- **EXTRAIT À LIRE**:
=-=-=
En l'espèce, le demandeur a effectué de nombreuses opérations comprenant un rapide changement de mains des actions. Comme le montre le Tableau 1, à la page 5, on compte plus de 300 achats d'actions différents au cours de cette période de cinq ans, mettant en cause plus de 300 000 actions. Un nombre encore plus élevé d'actions ont été vendues au cours de la même période. De plus, le demandeur a déposé que davantage de ventes d'actions ont eu lieu pour des considérations liées à leur prix plutôt que pour satisfaire aux appels de marge. Comme l'a dit le juge Pinard dans l'arrêt Placements Bourget Inc. v. The Queen, 88 D.T.C. 6274 (C.F. 1re inst. ):

 

Or, dans le présent cas, la demanderesse, dans le cadre de sa principale activité, a effectué plusieurs centaines de transactions de façon à tirer rapidement profit de l'achat et de la revente d'actions. Il importe peu, dans les circonstances, que la demanderesse n'ait pas été elle-même courtier en valeurs mobilières; elle a néanmoins exercé le commerce de valeurs mobilières et le profit du résultat de ses transactions constitue véritablement un revenu d'entreprise.

 

[21]    En l’espèce, la quantité des opérations n’était pas importante au point d’exclure la possibilité que les ventes des actions constituaient la réalisation d’un investissement. Les appelants n’ont pas effectué des opérations fréquentes et de grande envergure. Avant 1997, les appelants ont déclaré leurs dispositions d’actions comme des opérations en capital. M. Rajchgot a signé sa déclaration d’impôt pour  1996 le 4 avril 1997. Dans la déclaration d’impôt pour 1996, les dispositions des actions de Tee-Comm sont déclarées comme des pertes en capital. Vers le 4 avril 1997, il était conscient de la situation financière difficile de Tee-Comm. En 1997, M. Rajchgot a acheté des options, a effectué deux échanges financiers, et il a commencé à vendre des actions de Tee-Comm, déclarant ces opérations au titre de revenu d’exploitation dans sa déclaration d’impôt.

 

b) Le temps pendant lequel les valeurs ont été conservées

 

[22]    Les pertes subies par les appelants ont été subies relativement aux valeurs mobilières de Tee-Comm achetées en 1995, 1996 et 1997. Les 85 options Tee-Comm achetées en 1997 ont été conservées pendant une période allant de un à deux mois. Dans la plupart des cas, les actions elles-mêmes ont été conservées par M. Rajchgot pendant des périodes allant de un à deux ans.

 

[23]    Ces durées de conservation des actions ne montrent pas l’intention d’effectuer des « opérations éclair » ou un profit rapide. Les options et les actions de 1997 n’ont été conservées que pendant une courte période, jusqu’à l’effondrement du marché.
=-=-=
- **CONSIGNE 1**: Selon l'extrait sur les opérations sur actions de Tee-Comm, pendant combien de temps les 85 options Tee-Comm achetées en 1997 ont-elles été conservées ?
- **CONSIGNE 2**: Citez l'extrait sur les opérations sur actions de Tee-Comm en commençant par « [22]    Les pertes » et en poursuivant jusqu'à « l’effondrement du marché. ».
- **CONSIGNE 3**: Rédigez la suite de l'extrait sur les opérations sur actions de Tee-Comm à partir de l'endroit où il s'arrête.
Les lignes qui suivent n'ont aucun rôle ici.

(Extrait d'un jeu de données)
=-=-=
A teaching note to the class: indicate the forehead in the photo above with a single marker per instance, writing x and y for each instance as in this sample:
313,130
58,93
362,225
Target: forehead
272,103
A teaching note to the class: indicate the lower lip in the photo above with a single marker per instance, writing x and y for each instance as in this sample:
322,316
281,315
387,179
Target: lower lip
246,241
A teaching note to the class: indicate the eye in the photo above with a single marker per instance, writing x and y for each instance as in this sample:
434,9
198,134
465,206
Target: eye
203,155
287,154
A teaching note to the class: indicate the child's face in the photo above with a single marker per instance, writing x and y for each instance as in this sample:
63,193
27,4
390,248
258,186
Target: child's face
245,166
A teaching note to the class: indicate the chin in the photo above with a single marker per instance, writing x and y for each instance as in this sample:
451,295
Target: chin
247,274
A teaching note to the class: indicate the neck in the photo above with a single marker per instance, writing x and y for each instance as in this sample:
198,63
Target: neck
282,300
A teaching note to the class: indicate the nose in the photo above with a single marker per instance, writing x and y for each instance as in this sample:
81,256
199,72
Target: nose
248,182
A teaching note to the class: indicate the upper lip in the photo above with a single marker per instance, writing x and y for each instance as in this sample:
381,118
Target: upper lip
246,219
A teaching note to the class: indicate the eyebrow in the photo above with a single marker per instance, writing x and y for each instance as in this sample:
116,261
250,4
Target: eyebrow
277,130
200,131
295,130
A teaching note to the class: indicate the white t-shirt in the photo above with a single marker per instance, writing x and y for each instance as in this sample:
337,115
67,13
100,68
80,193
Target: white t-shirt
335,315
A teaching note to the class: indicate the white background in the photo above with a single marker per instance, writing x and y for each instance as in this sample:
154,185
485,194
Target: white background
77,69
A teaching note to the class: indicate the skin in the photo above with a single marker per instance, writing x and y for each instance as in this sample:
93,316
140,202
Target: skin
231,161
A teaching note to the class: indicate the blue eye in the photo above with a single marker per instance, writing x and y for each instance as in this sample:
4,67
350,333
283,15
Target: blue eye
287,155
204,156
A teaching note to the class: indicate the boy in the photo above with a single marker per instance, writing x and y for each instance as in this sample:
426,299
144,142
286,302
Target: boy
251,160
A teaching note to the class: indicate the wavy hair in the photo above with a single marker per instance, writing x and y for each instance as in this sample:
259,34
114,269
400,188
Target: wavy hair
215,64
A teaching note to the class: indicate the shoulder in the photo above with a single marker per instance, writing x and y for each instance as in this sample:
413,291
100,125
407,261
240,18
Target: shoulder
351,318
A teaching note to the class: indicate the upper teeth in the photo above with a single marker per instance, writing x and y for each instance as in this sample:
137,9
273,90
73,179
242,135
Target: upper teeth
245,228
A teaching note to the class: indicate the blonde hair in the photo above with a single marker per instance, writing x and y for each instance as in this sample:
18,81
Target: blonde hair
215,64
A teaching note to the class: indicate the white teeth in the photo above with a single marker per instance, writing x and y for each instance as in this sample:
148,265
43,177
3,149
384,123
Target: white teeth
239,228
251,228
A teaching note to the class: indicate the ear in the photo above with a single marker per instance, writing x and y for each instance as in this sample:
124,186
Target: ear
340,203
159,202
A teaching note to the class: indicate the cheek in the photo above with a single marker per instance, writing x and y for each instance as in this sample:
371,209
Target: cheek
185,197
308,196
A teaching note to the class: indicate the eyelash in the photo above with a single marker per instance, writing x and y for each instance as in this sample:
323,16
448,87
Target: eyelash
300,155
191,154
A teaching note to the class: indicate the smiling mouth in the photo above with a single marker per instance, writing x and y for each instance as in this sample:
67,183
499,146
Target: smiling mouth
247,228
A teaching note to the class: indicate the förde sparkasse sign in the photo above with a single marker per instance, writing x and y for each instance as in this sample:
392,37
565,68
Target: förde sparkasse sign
=-=-=
- **RÉPONSE RÉDIGÉE 1**: Elles ont été conservées pendant une période allant de un à deux mois.

- **RÉPONSE RÉDIGÉE 2**:
[22]    Les pertes subies par les appelants ont été subies relativement aux valeurs mobilières de Tee-Comm achetées en 1995, 1996 et 1997. Les 85 options Tee-Comm achetées en 1997 ont été conservées pendant une période allant de un à deux mois. Dans la plupart des cas, les actions elles-mêmes ont été conservées par M. Rajchgot pendant des périodes allant de un à deux ans.

 

[23]    Ces durées de conservation des actions ne montrent pas l’intention d’effectuer des « opérations éclair » ou un profit rapide. Les options et les actions de 1997 n’ont été conservées que pendant une courte période, jusqu’à l’effondrement du marché.

- **RÉPONSE RÉDIGÉE 3**:
 

[24]    M. Rajchgot a déclaré qu’à un certain moment, le cours des actions de Tee-Comm a atteint 16 $ et qu’il aurait pu réaliser un profit important, mais qu’il a choisi de ne pas vendre. Ces faits ne traduisent pas l’attitude d’un entrepreneur voulant faire un profit rapide.

 

c) La nature et la quantité des valeurs mobilières détenues

 

[25]    Selon les preuves produites, Tee-Comm n’a jamais versé de dividendes et n’a jamais été en mesure de le faire. En raison de sa situation financière, Tee-Comm a été incapable de verser des dividendes.

 

[26]    Les appelants ont soutenu que leur intention n’était pas de recevoir des dividendes, mais de faire un profit rapide. Les appelants ne cherchaient pas un investissement rapide ou à long terme; leur avocat a soutenu qu’ils voulaient faire des opérations rapides tout en faisant un profit. Les appelants ont plaidé que les actions de Tee-Comm ne constituaient pas des placements conservateurs, mais qu’ils étaient de nature spéculative. Les appelants affirment qu’ils se sont livrés à une spéculation effrénée. Ils étaient conscients que Tee-Comm n’avait pas de produit, que la société construisait son produit, ils espéraient qu’il marcherait, et il a d’ailleurs bel et bien marché quelques 10 ans plus tard.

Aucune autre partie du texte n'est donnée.